Stated goal: List each line in the items below that contains the string "blanket", matching case exactly.

Record set:
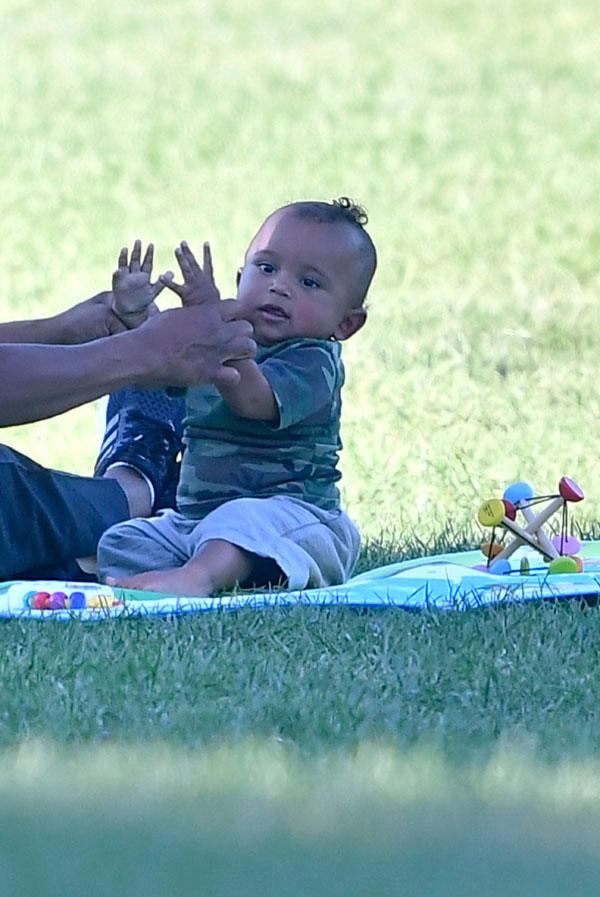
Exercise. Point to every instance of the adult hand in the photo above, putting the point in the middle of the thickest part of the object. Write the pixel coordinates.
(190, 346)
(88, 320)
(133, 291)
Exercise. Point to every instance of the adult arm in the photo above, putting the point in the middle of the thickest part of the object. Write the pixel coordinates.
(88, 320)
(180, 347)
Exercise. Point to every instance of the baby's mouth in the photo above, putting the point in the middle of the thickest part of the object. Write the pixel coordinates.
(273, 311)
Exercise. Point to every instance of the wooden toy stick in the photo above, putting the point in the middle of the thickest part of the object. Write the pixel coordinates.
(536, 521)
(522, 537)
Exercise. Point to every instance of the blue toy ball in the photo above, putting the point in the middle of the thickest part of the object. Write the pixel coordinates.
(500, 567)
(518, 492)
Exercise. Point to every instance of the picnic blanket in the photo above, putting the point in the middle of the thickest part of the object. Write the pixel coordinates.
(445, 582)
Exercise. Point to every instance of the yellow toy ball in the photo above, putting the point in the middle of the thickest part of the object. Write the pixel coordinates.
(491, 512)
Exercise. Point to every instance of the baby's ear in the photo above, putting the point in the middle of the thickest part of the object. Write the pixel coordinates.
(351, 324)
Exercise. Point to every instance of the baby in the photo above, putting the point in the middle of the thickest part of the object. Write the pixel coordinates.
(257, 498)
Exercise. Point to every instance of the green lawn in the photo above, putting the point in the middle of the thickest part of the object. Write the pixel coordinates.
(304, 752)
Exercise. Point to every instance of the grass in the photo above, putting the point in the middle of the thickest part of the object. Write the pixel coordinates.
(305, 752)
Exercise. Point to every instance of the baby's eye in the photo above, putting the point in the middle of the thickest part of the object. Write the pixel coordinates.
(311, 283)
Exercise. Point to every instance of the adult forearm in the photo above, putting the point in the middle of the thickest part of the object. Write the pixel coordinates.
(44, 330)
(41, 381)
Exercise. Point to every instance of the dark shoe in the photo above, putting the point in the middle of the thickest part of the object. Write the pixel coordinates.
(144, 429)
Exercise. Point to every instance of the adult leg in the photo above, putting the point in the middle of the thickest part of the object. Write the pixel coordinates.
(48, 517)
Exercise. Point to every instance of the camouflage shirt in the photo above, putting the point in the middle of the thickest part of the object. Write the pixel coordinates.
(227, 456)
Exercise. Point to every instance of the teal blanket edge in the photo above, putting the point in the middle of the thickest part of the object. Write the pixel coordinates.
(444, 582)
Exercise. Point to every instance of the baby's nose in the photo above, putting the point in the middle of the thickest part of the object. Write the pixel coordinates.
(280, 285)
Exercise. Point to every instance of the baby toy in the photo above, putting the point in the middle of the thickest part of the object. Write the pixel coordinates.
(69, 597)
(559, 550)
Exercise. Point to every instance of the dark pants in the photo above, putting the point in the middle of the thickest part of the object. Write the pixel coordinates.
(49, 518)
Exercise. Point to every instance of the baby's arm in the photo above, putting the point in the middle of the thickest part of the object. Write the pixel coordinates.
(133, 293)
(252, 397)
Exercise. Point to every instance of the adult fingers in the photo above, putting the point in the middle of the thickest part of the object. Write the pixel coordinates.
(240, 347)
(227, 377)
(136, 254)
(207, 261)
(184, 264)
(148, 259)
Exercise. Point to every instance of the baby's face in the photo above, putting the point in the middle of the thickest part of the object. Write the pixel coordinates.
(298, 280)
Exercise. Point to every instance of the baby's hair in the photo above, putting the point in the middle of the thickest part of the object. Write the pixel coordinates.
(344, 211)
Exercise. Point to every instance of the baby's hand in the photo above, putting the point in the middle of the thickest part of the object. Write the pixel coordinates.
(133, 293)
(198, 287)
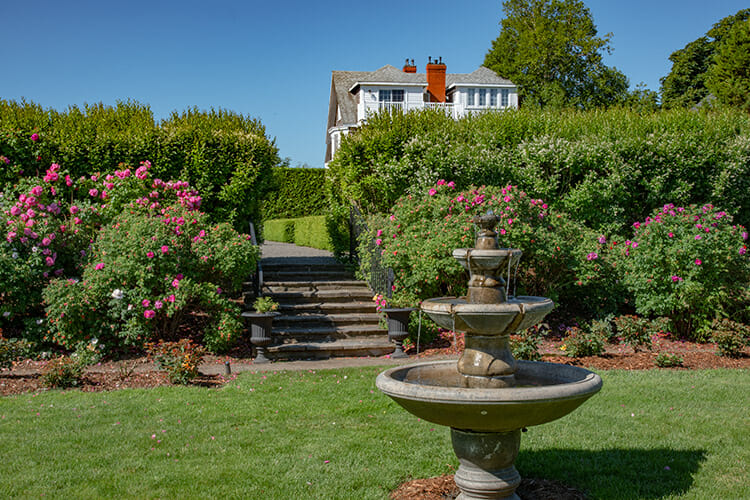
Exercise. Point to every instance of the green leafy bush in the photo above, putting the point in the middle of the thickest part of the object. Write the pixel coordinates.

...

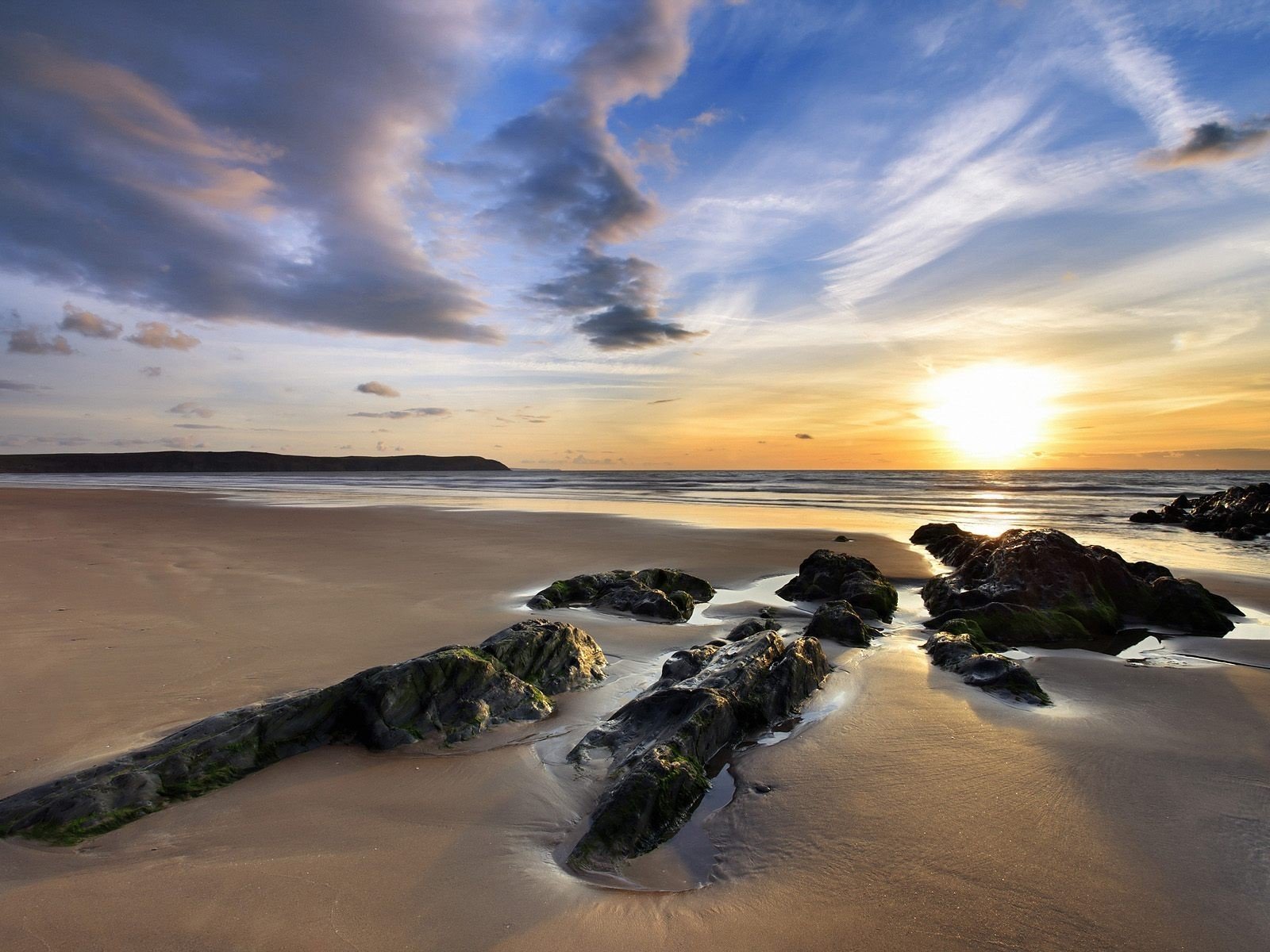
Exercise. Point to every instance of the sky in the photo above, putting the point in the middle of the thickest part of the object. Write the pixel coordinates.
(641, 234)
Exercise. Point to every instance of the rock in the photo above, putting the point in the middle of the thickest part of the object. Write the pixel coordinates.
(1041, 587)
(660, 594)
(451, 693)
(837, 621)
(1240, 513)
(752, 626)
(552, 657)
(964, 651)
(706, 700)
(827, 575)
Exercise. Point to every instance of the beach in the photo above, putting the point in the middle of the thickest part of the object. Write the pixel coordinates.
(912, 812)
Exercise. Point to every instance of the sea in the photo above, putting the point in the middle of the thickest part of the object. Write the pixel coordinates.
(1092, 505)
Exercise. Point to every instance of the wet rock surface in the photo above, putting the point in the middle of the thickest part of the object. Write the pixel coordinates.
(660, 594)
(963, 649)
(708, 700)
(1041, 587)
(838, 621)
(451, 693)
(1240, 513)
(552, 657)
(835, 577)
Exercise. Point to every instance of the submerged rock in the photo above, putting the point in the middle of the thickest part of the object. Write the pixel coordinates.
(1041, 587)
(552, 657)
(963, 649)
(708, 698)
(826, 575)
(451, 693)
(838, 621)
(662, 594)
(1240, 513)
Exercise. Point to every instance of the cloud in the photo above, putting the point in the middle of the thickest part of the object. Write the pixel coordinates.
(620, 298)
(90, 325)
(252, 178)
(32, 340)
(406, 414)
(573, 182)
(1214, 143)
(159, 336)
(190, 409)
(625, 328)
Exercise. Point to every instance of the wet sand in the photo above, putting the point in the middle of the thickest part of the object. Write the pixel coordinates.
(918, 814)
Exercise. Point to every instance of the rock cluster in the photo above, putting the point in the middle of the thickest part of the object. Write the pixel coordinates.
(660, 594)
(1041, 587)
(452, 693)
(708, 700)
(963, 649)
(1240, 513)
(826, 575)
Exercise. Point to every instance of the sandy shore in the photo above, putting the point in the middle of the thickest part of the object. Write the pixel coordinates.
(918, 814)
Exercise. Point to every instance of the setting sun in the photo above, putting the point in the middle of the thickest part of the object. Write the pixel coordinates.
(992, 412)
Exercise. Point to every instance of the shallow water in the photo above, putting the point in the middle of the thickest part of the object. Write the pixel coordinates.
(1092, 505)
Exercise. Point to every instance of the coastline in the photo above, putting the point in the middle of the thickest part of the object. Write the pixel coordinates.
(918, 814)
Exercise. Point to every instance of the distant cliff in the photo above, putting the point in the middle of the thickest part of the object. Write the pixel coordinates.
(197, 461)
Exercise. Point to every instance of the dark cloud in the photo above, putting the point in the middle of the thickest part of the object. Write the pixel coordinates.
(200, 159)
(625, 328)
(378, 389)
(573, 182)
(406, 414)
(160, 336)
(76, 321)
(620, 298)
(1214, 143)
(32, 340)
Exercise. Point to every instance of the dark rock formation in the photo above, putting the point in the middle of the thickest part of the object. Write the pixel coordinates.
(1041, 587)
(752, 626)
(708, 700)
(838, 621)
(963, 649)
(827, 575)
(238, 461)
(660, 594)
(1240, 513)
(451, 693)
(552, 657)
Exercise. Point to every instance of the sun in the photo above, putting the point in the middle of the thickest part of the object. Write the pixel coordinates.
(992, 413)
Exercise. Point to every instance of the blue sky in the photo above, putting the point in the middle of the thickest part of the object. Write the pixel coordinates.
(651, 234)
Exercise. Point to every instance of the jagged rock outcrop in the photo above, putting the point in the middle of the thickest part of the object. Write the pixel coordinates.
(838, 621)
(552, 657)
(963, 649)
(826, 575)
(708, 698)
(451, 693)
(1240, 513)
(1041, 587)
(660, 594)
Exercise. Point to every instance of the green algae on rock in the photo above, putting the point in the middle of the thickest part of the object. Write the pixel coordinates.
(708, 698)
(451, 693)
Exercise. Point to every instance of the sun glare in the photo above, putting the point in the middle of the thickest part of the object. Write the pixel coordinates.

* * *

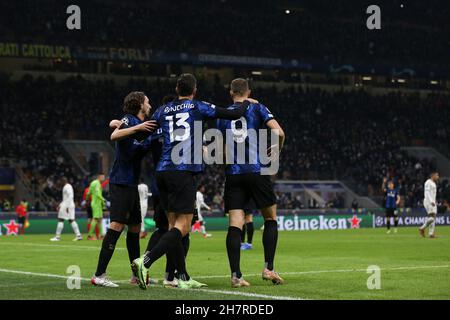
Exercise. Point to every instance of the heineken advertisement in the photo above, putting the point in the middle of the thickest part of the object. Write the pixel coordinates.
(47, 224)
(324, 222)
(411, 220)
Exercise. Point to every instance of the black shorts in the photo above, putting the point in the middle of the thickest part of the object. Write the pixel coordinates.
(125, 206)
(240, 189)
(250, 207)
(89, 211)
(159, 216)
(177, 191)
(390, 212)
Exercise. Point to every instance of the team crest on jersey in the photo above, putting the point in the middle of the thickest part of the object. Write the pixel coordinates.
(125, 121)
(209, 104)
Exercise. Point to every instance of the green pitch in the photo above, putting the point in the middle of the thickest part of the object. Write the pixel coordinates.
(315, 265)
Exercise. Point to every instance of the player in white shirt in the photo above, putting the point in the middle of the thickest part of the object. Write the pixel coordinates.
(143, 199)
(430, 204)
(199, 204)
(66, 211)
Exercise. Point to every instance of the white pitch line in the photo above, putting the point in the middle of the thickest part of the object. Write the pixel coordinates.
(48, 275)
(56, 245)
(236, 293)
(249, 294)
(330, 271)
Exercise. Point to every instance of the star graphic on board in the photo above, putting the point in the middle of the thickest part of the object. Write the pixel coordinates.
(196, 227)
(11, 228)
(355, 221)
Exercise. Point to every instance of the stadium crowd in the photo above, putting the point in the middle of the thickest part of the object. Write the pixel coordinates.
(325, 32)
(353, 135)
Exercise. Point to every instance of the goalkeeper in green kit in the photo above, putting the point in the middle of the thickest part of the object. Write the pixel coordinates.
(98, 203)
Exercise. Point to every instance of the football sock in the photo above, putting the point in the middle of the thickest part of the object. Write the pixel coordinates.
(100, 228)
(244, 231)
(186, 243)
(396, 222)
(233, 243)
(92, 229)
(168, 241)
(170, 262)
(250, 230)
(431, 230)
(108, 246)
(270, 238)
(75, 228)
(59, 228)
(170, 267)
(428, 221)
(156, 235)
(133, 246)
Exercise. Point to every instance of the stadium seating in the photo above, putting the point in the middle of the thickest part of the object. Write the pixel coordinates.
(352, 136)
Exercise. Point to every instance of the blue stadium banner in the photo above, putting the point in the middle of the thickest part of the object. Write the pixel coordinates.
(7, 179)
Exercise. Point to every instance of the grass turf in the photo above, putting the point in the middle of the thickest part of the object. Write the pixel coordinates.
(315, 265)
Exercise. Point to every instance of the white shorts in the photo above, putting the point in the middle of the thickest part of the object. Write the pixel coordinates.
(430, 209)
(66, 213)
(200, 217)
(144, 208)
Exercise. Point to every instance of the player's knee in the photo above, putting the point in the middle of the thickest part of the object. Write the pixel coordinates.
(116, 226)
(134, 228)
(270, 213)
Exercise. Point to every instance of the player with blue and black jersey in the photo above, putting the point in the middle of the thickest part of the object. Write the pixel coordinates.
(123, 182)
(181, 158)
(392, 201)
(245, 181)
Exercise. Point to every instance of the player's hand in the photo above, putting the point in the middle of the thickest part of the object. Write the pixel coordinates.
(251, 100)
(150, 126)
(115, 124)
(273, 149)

Response:
Exercise. Point to every instance of the picnic blanket in the photo above, putting the point in the middle of the thickest part of the object. Write the pixel coordinates.
Exercise. Point to every instance of the teal blanket edge in the photo above, putting the point in the middle of the thickest part of the object. Write the pixel coordinates.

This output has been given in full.